*** Opening DATA SHOWN ***
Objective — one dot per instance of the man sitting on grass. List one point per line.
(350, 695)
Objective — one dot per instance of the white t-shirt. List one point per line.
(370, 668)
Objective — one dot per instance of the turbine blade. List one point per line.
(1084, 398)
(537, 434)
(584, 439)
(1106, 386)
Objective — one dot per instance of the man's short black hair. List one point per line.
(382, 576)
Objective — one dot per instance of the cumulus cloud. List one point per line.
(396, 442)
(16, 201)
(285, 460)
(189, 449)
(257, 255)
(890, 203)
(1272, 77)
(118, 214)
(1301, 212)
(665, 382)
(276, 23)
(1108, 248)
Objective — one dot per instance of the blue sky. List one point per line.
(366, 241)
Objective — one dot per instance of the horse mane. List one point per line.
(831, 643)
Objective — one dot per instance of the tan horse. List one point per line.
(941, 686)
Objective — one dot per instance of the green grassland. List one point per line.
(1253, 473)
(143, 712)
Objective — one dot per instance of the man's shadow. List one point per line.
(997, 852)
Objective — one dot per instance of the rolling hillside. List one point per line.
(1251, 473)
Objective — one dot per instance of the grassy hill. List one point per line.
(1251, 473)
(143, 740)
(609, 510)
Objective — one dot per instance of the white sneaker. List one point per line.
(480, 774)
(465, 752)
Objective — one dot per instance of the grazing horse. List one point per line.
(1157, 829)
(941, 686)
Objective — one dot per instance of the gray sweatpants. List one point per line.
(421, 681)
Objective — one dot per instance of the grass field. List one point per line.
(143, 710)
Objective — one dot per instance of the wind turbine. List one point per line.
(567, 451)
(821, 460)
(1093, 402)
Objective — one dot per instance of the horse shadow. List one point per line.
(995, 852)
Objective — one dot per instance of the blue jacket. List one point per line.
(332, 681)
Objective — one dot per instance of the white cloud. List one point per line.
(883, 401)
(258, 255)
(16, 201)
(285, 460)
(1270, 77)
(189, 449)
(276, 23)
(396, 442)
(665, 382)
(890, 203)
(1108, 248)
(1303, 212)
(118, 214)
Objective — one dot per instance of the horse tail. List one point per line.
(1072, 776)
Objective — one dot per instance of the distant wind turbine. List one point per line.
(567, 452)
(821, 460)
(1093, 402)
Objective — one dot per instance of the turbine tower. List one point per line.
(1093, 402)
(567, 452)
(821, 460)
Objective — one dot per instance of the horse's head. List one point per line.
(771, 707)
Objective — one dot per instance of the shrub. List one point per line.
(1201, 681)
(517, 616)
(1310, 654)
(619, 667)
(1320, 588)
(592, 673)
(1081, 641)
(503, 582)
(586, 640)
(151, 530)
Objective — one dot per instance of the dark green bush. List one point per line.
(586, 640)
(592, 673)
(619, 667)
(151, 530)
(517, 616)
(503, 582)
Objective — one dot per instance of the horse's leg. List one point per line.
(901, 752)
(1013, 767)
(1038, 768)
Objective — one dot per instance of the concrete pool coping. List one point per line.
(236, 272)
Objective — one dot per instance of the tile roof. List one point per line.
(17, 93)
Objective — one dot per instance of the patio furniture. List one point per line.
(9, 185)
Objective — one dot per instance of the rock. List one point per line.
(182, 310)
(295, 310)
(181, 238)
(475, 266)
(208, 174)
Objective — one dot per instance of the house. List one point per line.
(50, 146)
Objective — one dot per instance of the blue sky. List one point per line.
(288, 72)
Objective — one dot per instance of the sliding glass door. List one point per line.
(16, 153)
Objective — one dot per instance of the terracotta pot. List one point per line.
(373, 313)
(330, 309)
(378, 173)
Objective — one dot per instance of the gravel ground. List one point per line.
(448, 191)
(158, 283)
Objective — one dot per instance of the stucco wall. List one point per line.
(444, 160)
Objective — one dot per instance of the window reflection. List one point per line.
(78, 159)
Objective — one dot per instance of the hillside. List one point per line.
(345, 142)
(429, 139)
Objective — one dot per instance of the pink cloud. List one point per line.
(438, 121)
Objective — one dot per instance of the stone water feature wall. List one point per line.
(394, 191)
*** Closing DATA SHOWN ***
--- ABOUT THIS TASK ---
Word for word, repeat each line of the listing.

--- WRITTEN ANSWER ---
Objective — one dot per instance of the man sitting on grass. List one point per line.
(350, 695)
Objective — one dot per instance of the white t-shirt. List one point per line.
(370, 668)
Objective — one dot per instance of the turbine blade. List one point per line.
(1084, 398)
(537, 434)
(584, 439)
(1106, 386)
Objective — one dot per instance of the man's short black hair. List one point per line.
(382, 576)
Objective — one dot per instance of the cumulus cloud. List one point per line.
(396, 442)
(16, 201)
(285, 460)
(189, 449)
(257, 255)
(890, 203)
(1272, 77)
(118, 214)
(1301, 212)
(665, 382)
(276, 23)
(1108, 248)
Objective — one dot per instance of the blue sky. List one point per line.
(366, 241)
Objective — one dot per instance of the horse mane. List one point per line.
(831, 643)
Objective — one dot per instance of the tan horse. List one point per line.
(941, 686)
Objective — one dot per instance of the green grassland. List one point per line.
(1253, 473)
(143, 712)
Objective — one dot per instance of the man's shadow. List one point per line.
(997, 852)
Objective — one dot per instance of the rolling hillside. List one point per line.
(1251, 473)
Objective — one dot per instance of the grassy hill. List one point per line.
(1251, 473)
(143, 740)
(609, 510)
Objective — one dot per instance of the white sneaker. List one point per line.
(480, 774)
(465, 752)
Objective — one dot per instance of the grazing horse. List one point per line.
(1157, 829)
(941, 686)
Objective — one dot per instance of the gray sweatpants. List one point per line.
(421, 681)
Objective — one dot per instance of the grass field. List one point per line.
(143, 710)
Objective — one dot per instance of the wind turbine. List one point per line.
(567, 451)
(821, 460)
(1093, 402)
Objective — one dot per instance of the horse shadow. List one point per line.
(995, 852)
Objective — one dot per instance of the blue jacket. List one point per line.
(332, 681)
Objective — one dot per instance of the white cloud. List one point per line.
(883, 401)
(258, 255)
(16, 201)
(285, 460)
(1270, 77)
(189, 449)
(276, 23)
(396, 442)
(665, 382)
(890, 203)
(1108, 248)
(1303, 212)
(118, 214)
Objective — one dot per instance of the horse tail. List one point per line.
(1072, 776)
Objective — one dot per instance of the distant wind turbine. List one point per line.
(567, 452)
(821, 460)
(1093, 402)
Objective — one dot per instance of the turbine tower. List one point per line.
(1093, 402)
(567, 452)
(821, 460)
Objective — one dot per instance of the horse's head. List one point per line.
(771, 707)
Objective — one dot per instance of the shrub. List one point per line.
(1201, 681)
(517, 616)
(1310, 654)
(619, 667)
(1320, 588)
(592, 673)
(1081, 641)
(503, 582)
(586, 640)
(151, 530)
Objective — one dot per instance of the dark green bush. List one point per line.
(586, 640)
(592, 673)
(619, 667)
(151, 530)
(517, 616)
(503, 582)
Objective — one dot per instance of the horse's leg. List one point per line.
(901, 752)
(1013, 767)
(1038, 768)
Objective — one dot per instance of the concrete pool coping. List one point per line.
(236, 272)
Objective — one dot per instance of the tile roof. List one point per line.
(17, 93)
Objective — one dot per instance of the patio furniture. List one point per line.
(9, 185)
Objective — one dot per instance of the rock. List one point per line.
(182, 310)
(295, 310)
(181, 238)
(475, 266)
(208, 174)
Objective — one dot per instance of the house. List one point per line.
(50, 146)
Objective — one dot per instance of the blue sky. List one point per line.
(288, 72)
Objective — one dot per instance of the sliding glass door. List one point per line.
(16, 153)
Objective — one dot per instance of the terracotta pot. List one point per line.
(373, 313)
(330, 309)
(378, 173)
Objective — one dot per instance of the gravel ground. List one point per line.
(448, 191)
(158, 283)
Objective — one dot per instance of the stucco wall. List one point per line.
(444, 160)
Objective — one dot per instance of the window reflection. List one point per line.
(78, 159)
Objective — one dot per instance of the hillside. List one point per line.
(345, 142)
(429, 139)
Objective — one dot per instance of the pink cloud. List one point per line.
(438, 121)
Objective — one dot per instance of the stone water feature wall. List one point per line.
(394, 191)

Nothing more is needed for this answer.